**Provided data:**
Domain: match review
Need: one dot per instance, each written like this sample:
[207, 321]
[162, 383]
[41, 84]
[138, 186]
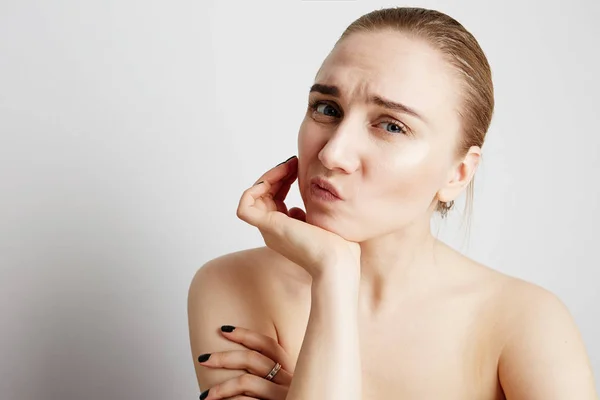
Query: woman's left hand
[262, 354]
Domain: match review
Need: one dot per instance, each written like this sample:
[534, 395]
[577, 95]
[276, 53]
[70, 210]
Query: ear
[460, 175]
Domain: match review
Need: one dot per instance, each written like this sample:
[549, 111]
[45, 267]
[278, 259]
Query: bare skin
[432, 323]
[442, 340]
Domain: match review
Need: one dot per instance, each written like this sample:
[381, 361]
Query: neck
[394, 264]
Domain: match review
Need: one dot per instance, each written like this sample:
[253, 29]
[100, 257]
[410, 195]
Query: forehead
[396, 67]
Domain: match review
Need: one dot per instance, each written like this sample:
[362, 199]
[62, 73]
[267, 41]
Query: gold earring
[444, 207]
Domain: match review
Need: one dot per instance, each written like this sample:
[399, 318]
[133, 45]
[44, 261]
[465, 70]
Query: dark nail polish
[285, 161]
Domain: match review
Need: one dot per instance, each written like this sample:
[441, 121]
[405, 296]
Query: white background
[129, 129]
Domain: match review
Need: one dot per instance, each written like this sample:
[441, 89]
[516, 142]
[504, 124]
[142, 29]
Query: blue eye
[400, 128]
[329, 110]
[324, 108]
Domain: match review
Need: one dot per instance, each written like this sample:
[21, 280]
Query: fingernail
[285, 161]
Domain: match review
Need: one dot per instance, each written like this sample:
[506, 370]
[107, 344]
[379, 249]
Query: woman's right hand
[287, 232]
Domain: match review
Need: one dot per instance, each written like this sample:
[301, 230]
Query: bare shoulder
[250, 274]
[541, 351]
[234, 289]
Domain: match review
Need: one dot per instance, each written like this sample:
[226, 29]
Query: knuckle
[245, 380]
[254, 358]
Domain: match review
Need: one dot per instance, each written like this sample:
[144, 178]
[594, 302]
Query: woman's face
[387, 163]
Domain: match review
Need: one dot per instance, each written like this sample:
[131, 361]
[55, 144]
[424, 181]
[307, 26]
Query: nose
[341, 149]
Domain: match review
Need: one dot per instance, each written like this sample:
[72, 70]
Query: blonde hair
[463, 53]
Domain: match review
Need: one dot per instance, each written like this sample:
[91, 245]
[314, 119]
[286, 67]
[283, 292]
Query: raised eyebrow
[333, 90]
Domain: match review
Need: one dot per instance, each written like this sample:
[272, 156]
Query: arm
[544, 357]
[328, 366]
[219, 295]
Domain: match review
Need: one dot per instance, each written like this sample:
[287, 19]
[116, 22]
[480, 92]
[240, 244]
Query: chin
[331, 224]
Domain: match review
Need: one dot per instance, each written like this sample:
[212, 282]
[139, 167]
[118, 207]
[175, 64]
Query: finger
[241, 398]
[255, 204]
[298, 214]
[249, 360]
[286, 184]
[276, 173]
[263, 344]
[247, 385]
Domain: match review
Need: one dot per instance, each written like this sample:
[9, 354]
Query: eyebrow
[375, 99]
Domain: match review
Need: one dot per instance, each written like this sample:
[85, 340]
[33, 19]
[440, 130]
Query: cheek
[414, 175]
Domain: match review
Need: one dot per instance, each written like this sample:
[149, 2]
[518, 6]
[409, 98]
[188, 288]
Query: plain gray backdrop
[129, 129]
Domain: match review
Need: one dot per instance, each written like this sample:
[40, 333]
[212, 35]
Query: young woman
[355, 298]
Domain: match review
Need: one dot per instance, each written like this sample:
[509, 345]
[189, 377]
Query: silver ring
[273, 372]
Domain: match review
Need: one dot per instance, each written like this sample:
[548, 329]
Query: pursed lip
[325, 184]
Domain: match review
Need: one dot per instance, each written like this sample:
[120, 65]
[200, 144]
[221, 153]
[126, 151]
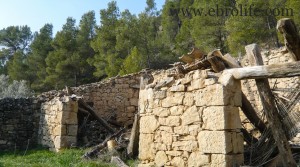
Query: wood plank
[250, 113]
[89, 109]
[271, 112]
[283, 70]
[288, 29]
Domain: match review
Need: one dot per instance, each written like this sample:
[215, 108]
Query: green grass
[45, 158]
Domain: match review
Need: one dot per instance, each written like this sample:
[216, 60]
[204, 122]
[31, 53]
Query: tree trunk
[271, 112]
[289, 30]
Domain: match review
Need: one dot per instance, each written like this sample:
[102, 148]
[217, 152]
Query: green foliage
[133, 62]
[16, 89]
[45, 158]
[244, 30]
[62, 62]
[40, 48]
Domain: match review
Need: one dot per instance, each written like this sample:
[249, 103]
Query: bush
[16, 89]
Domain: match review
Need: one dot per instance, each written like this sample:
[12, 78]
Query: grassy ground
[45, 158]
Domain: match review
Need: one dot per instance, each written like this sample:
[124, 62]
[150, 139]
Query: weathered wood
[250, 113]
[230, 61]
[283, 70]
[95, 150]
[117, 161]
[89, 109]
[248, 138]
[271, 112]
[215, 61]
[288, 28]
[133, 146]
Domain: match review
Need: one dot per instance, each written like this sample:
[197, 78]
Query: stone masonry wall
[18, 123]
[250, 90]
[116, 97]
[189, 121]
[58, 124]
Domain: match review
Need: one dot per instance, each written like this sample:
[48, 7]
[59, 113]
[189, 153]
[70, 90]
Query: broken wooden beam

**Instruction:**
Output the records above exactly; leave out the pictures.

**Problem solution:**
Domain: match review
Need: one dot per instance, each written like this sample:
[207, 321]
[162, 383]
[41, 84]
[138, 186]
Query: woman's left hand
[262, 354]
Domain: match review
Need: one dot per instance, each written like this sample:
[534, 395]
[577, 95]
[276, 53]
[70, 210]
Query: ear
[460, 175]
Domain: match review
Need: one dot per instance, each written like this sample:
[549, 111]
[45, 267]
[278, 259]
Query: bare skin
[432, 323]
[442, 340]
Domain: match review
Need: one dot per instance, each written like this sample:
[381, 361]
Query: neck
[394, 264]
Domain: match review
Need: one dot per instance, each written like this sample:
[253, 29]
[100, 257]
[410, 195]
Query: forehead
[396, 67]
Domain: match review
Need: one dot per instance, each written like this sample:
[362, 199]
[62, 73]
[267, 41]
Query: gold earring
[444, 207]
Domain: match review
Need: one dot per instance, each written like this sample:
[399, 318]
[133, 45]
[44, 261]
[465, 70]
Query: dark nail polish
[285, 161]
Domain: match review
Need: one dot per instance, each written like this sample:
[441, 121]
[405, 296]
Query: white background
[129, 129]
Domain: match review
Need: one dot per instance, each written like this sample:
[441, 89]
[516, 142]
[504, 124]
[142, 29]
Query: blue eye
[400, 128]
[329, 110]
[324, 108]
Domain: match review
Need: one dot per instance, each written like this sample:
[21, 280]
Query: fingernail
[285, 161]
Domain: match review
Need: one dot per instance, each written like this sample:
[506, 370]
[107, 344]
[379, 249]
Query: woman's right hand
[287, 232]
Domain: match review
Need: one dot per instance, each written like this sample:
[301, 230]
Query: bare shoulder
[250, 274]
[541, 351]
[234, 289]
Domain: match review
Need: one dot per instance, each written like this sample:
[226, 29]
Query: knuckle
[245, 380]
[254, 358]
Domain: match review
Need: one dot per instance, each written like this sample:
[144, 178]
[594, 302]
Query: woman's face
[387, 163]
Domain: match review
Need: one dot per instance, each written like this sample:
[131, 361]
[55, 144]
[424, 181]
[307, 26]
Query: nose
[341, 149]
Domain: match review
Need: one dot per instance, each written like this sample:
[72, 70]
Query: blonde hair
[463, 53]
Domain: match review
Need: one dot per instance, each written like this sample:
[91, 245]
[314, 119]
[286, 67]
[283, 292]
Query: raised eyebrow
[333, 90]
Domain: match review
Need: one dot per instance, each written like this sample:
[272, 156]
Query: arm
[544, 357]
[328, 366]
[219, 295]
Domain: match review
Need: one dot per instance, each written like this sample:
[287, 19]
[116, 22]
[480, 92]
[240, 244]
Query: chin
[331, 224]
Domain: match review
Need: one dot per instance, each written like this sample:
[212, 282]
[139, 167]
[118, 207]
[175, 64]
Query: finger
[241, 398]
[255, 204]
[298, 214]
[249, 360]
[286, 184]
[276, 173]
[263, 344]
[247, 385]
Domain: match review
Need: one dot per instance, each written like this sample:
[9, 354]
Query: eyebrow
[375, 99]
Domain: match review
Need: one dot per instance, each written like this sample:
[85, 340]
[33, 19]
[440, 130]
Query: cheek
[414, 175]
Domain: match review
Need: one dot per instance, each written like this sample:
[149, 2]
[518, 6]
[409, 98]
[188, 288]
Query: plain gray backdrop
[129, 129]
Domain: match review
Need: one dot per instance, each written like this sample:
[40, 333]
[212, 35]
Query: young woman
[355, 298]
Domain: match review
Need: one dot per instance, each written like this sample:
[509, 345]
[189, 377]
Query: silver ring
[273, 372]
Domain: match review
Need: one dot per instance, each written like this sample:
[548, 329]
Query: pursed lip
[325, 184]
Domain: match review
Need: one dot per instance, each written like this sample:
[120, 65]
[200, 144]
[221, 153]
[126, 151]
Query: wood plank
[250, 113]
[89, 109]
[271, 112]
[283, 70]
[288, 29]
Domain: match review
Need: one dot per instance, each written like this sample:
[215, 108]
Query: green grass
[45, 158]
Domain: match review
Need: one dot per instance, each written like this sample:
[216, 60]
[204, 122]
[31, 53]
Query: tree trunk
[271, 112]
[289, 30]
Domain: match review
Need: one dot per instance, each written like this sample:
[102, 148]
[217, 152]
Query: green foliage
[133, 62]
[16, 89]
[45, 158]
[244, 30]
[62, 62]
[40, 48]
Domain: match review
Need: one dot per instance, each written like this sample:
[249, 103]
Query: bush
[16, 89]
Domain: match review
Need: one dot per instance, each written like this sample:
[12, 78]
Query: grassy ground
[45, 158]
Domain: match review
Need: one dot per instance, each written like this sample:
[124, 62]
[150, 139]
Query: weathered wood
[250, 113]
[230, 61]
[283, 70]
[95, 150]
[117, 161]
[89, 109]
[248, 138]
[271, 112]
[215, 61]
[288, 28]
[133, 146]
Domain: match review
Need: one dot per instance, each written like this sample:
[197, 78]
Query: stone masonry wall
[18, 123]
[250, 90]
[116, 97]
[189, 121]
[58, 124]
Domain: match review
Need: one dot per instance, each written like this sample:
[48, 7]
[59, 113]
[189, 153]
[70, 90]
Query: broken wooden beam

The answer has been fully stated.